UK Retailers Urge Government to Ensure Food Supplies as French Border Shut

UK Retailers Urge Government to Ensure Food Supplies as French Border Shut
A shopper wearing a protective face covering browses for fruit and vegetables in a Tesco supermarket in London, on Dec. 14, 2020. Daniel Leal-Olivas/AFP via Getty Images
Alexander Zhang
Updated:

British retailers have urged the government to make an urgent effort to prevent prolonged suspension of cross-Channel transport, which they say would disrupt supplies of fresh produce to UK consumers.

To prevent the spread of a new, more transmissible variant of the CCP (Chinese Communist Party) virus from the UK, the French government suspended all travel from the UK for 48 hours from 11 p.m. on Sunday night (midnight Paris time), including travel linked to goods transport by road, air, sea, or rail.

Sainsbury’s, one of the UK’s biggest supermarkets, urged the UK and French governments to work together to ensure food supplies to the UK market over the Christmas holidays.

It said it had plenty of food items in stock for Christmas, and was also sourcing products in the UK and looking into alternative transport for products sourced from Europe.

However, “if nothing changes, we will start to see gaps over the coming days on lettuce, some salad leaves, cauliflowers, broccoli and citrus fruit—all of which are imported from the Continent at this time of year,” it said in a statement emailed to The Epoch Times.

“We hope the UK and French governments can come to a mutually agreeable solution that prioritises the immediate passage of produce and any other food at the ports.”

UK business groups have also raised concerns to the government.

The British Retail Consortium (BRC) said the border closure “poses difficulties for UK capacity to import and export key goods during the busy Christmas period.”

# [REQUIRED WORK]
- A) In the article on UK food supplies, give everything from "It said it had" down to "The Epoch Times." again, swapping "lettuce" for "spinach".
- B) In the article on UK food supplies, how long did the French government suspend all travel from the UK?

[Data records]
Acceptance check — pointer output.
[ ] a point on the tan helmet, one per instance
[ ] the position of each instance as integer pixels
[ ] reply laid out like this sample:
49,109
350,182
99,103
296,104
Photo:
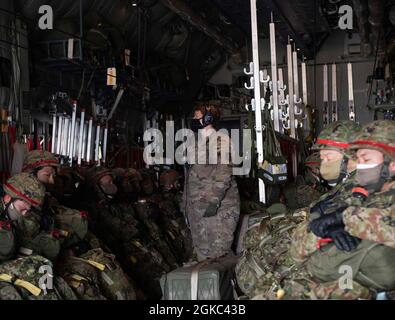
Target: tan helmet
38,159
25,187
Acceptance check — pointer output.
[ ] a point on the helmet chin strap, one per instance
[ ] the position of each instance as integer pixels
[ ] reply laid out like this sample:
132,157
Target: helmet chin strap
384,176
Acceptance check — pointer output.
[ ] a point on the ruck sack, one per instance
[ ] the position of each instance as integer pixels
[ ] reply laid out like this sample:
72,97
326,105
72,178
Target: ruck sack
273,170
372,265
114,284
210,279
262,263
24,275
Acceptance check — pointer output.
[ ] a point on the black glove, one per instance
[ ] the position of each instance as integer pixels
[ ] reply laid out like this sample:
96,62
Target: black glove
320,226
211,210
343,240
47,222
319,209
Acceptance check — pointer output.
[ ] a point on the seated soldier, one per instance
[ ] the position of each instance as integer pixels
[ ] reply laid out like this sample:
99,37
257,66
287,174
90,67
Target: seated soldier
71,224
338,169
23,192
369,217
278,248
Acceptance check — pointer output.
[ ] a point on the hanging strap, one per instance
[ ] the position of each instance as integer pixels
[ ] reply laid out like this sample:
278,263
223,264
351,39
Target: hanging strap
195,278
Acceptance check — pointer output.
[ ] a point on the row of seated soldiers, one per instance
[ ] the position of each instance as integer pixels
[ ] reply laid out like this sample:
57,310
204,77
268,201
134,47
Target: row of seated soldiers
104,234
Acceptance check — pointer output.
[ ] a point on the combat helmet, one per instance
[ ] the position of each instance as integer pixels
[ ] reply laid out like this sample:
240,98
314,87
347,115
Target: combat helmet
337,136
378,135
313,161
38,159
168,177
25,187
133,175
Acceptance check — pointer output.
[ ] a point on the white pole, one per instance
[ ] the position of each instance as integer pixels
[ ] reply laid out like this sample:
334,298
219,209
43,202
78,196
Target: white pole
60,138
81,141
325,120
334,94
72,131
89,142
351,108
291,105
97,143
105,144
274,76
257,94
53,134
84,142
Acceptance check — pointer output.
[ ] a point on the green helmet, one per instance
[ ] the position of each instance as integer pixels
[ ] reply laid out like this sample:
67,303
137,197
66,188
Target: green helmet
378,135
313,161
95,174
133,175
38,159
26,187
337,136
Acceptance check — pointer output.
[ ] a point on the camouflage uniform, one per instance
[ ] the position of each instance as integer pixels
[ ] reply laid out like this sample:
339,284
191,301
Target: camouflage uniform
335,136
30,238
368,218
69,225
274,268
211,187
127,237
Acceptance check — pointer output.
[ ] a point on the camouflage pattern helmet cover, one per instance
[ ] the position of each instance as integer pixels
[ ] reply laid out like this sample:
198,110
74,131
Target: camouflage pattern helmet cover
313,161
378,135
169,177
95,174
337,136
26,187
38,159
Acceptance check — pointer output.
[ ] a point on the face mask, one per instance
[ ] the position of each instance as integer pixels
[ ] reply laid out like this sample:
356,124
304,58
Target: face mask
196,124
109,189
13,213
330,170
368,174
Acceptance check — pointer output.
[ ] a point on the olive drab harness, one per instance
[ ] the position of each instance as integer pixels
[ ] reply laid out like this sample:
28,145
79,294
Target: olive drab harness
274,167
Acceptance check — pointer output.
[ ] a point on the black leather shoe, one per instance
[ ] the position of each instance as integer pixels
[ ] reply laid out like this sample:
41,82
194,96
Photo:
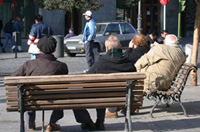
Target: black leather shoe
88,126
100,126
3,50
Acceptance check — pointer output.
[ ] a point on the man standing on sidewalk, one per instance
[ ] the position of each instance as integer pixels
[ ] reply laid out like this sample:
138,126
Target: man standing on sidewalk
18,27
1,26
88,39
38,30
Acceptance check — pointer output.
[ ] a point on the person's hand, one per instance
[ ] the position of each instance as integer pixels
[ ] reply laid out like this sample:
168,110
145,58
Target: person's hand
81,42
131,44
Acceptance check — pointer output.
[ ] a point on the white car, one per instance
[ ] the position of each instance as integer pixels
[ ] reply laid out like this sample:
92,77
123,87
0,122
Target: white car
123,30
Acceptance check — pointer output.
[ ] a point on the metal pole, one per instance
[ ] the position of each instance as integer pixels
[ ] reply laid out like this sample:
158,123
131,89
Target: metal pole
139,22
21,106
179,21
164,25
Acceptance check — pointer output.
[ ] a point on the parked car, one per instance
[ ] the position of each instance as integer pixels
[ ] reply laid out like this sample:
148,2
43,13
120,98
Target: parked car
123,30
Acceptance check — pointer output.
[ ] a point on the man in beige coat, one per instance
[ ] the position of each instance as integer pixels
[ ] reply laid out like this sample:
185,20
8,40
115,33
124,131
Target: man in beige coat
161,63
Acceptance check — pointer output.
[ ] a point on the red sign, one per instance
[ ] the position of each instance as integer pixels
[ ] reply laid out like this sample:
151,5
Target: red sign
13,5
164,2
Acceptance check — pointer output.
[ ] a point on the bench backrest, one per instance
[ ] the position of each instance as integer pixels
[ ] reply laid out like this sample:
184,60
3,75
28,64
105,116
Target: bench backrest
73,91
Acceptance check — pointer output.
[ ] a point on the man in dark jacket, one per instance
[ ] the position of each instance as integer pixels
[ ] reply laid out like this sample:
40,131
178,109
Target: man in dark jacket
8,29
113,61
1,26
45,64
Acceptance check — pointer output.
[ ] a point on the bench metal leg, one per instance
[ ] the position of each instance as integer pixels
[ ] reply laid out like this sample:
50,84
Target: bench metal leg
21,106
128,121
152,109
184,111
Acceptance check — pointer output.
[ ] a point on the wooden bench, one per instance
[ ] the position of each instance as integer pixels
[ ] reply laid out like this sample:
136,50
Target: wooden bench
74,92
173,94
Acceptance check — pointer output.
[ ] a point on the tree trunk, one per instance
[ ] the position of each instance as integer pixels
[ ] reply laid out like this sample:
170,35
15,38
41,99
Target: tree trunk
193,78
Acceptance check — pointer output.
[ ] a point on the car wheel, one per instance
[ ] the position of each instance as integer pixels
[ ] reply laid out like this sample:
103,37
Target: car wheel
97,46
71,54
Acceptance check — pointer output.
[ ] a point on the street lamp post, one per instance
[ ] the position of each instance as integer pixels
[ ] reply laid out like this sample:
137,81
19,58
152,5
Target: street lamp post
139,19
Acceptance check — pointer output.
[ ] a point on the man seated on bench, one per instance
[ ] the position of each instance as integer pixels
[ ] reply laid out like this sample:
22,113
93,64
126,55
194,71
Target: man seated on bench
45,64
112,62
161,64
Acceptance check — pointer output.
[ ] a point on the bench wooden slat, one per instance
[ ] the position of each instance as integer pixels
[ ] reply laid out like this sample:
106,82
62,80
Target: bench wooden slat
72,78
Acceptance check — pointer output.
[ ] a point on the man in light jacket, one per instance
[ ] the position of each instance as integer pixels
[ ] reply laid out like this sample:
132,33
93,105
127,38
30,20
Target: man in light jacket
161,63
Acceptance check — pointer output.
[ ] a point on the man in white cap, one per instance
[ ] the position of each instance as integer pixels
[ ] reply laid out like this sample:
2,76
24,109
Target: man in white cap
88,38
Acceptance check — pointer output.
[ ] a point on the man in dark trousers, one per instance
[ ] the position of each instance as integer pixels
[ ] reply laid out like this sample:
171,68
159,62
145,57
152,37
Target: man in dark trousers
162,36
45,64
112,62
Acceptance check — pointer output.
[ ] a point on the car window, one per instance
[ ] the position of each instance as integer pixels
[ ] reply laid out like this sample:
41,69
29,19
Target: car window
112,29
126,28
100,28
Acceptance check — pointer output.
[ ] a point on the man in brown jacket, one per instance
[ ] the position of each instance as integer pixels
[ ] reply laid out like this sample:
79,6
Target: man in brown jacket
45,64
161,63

* * *

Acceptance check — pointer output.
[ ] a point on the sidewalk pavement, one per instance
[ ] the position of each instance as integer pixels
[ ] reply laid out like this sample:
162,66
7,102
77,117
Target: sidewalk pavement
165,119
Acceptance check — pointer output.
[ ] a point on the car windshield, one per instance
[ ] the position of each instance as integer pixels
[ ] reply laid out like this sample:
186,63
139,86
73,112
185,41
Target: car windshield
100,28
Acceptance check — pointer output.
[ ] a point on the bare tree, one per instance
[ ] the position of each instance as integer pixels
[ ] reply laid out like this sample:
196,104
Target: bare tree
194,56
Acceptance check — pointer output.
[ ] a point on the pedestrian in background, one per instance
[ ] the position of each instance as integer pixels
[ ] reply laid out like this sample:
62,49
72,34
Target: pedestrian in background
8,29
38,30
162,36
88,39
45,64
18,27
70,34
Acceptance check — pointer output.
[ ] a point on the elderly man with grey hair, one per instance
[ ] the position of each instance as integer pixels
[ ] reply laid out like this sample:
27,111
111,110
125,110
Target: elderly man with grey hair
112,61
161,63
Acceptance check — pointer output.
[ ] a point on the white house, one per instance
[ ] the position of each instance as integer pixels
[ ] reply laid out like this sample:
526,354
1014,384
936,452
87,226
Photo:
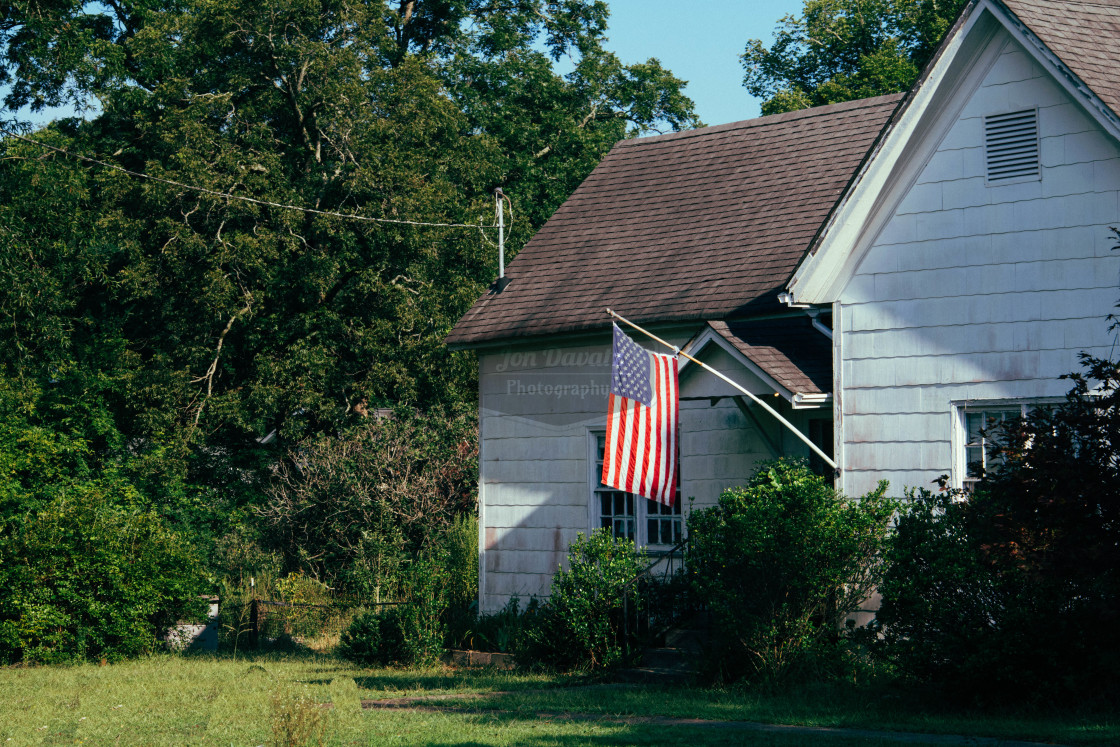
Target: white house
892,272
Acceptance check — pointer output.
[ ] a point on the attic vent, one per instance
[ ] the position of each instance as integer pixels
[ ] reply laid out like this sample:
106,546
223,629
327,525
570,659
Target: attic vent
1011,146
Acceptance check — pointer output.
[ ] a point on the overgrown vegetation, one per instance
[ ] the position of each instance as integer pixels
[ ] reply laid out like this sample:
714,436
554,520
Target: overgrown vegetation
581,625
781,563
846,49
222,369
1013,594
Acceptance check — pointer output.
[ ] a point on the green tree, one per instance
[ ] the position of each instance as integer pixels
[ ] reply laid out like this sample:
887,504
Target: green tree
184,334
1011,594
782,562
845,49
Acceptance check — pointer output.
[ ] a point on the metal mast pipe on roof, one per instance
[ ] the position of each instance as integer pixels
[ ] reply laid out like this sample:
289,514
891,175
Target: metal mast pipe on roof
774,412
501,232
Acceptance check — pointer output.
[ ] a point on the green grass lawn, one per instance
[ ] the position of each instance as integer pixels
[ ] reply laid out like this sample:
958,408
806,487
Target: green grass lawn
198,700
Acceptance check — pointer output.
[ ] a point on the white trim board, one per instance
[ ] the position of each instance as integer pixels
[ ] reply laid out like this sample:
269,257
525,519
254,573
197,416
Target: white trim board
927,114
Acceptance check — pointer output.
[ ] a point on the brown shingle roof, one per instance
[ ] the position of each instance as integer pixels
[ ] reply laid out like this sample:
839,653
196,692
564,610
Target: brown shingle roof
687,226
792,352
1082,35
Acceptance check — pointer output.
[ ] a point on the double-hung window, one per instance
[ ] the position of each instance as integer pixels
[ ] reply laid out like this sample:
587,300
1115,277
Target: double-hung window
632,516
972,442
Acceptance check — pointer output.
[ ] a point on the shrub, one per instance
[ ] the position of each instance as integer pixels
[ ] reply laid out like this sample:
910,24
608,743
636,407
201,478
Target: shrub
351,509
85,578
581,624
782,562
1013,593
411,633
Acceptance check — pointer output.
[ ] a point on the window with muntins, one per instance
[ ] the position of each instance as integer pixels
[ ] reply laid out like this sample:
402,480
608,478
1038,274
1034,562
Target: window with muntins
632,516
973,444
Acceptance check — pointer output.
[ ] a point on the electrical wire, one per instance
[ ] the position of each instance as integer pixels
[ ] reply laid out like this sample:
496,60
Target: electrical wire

# [TASK-BY-TASK SOLUTIONS]
- A)
It said it had plenty of food items in stock for Christmas, and was also sourcing products in the UK and looking into alternative transport for products sourced from Europe.

However, “if nothing changes, we will start to see gaps over the coming days on spinach, some salad leaves, cauliflowers, broccoli and citrus fruit—all of which are imported from the Continent at this time of year,” it said in a statement emailed to The Epoch Times.

- B) For 48 hours, starting at 11 p.m. on Sunday night (midnight Paris time).